((

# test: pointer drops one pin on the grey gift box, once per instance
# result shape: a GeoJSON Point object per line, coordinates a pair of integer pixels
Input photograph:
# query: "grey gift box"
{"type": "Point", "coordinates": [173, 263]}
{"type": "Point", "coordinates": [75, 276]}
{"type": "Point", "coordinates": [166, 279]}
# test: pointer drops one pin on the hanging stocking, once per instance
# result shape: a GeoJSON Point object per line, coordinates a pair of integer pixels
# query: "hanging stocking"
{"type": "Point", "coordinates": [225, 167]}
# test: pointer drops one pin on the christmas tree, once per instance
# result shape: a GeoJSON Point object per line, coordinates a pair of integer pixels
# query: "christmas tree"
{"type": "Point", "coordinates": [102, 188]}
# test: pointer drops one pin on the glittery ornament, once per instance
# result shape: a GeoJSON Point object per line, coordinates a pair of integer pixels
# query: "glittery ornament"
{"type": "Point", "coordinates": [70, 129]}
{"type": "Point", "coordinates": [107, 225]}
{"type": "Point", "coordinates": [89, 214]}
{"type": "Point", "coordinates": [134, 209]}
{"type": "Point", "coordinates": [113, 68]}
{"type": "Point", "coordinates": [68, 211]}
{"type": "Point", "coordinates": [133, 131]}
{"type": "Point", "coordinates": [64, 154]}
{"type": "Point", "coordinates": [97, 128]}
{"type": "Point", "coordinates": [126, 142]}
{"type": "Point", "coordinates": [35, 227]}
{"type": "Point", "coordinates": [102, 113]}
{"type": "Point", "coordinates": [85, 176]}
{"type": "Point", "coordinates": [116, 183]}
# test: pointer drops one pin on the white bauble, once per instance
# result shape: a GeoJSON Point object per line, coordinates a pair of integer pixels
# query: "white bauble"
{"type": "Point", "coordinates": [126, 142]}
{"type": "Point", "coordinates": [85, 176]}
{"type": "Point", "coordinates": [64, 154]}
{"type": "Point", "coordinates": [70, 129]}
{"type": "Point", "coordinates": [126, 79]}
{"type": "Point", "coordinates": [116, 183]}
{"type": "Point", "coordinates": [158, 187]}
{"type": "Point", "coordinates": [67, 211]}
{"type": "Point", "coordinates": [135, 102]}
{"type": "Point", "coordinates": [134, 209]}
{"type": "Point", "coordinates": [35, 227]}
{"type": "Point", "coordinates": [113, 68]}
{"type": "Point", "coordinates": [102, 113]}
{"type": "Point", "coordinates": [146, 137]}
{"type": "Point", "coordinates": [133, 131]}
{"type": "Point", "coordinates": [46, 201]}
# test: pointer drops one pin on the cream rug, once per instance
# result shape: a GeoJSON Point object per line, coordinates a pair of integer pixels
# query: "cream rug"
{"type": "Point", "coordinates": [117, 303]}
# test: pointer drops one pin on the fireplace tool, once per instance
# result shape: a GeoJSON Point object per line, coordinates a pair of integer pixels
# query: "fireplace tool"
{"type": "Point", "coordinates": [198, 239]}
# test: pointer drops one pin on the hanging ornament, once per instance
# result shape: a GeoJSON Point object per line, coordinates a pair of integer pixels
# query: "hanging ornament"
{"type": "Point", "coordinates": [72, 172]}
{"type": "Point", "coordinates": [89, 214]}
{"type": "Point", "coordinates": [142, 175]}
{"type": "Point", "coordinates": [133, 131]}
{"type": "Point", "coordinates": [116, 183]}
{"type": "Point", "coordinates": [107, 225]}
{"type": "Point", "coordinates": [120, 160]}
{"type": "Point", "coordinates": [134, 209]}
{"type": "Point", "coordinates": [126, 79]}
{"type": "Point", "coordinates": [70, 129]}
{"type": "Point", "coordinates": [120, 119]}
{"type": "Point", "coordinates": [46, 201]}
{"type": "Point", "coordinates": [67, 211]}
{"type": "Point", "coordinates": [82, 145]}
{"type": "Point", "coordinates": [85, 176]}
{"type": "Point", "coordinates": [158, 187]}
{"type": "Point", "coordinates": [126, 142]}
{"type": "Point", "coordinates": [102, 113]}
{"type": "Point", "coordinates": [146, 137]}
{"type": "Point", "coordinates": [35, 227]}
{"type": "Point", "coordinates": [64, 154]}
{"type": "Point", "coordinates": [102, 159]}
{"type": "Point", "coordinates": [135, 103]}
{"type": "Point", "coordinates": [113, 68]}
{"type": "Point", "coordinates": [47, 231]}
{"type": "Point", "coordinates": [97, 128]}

))

*TASK REQUIREMENTS:* From the entries, copy every line in which the word "once" occurs.

*RESPONSE BOX:*
# test: pointer drops one pin on the grey gift box, once per instance
# test: pointer drops one pin on the hanging stocking, once per instance
# test: pointer drops one pin on the christmas tree, once per instance
# test: pointer drops one pin on the glittery ornament, once per instance
# test: pointer drops one pin on the white bauble, once per instance
# test: pointer drops one pin on the cream rug, once per instance
# test: pointer drops one pin on the fireplace tool, once per instance
# test: pointer drops one pin on the hanging ornament, once per instance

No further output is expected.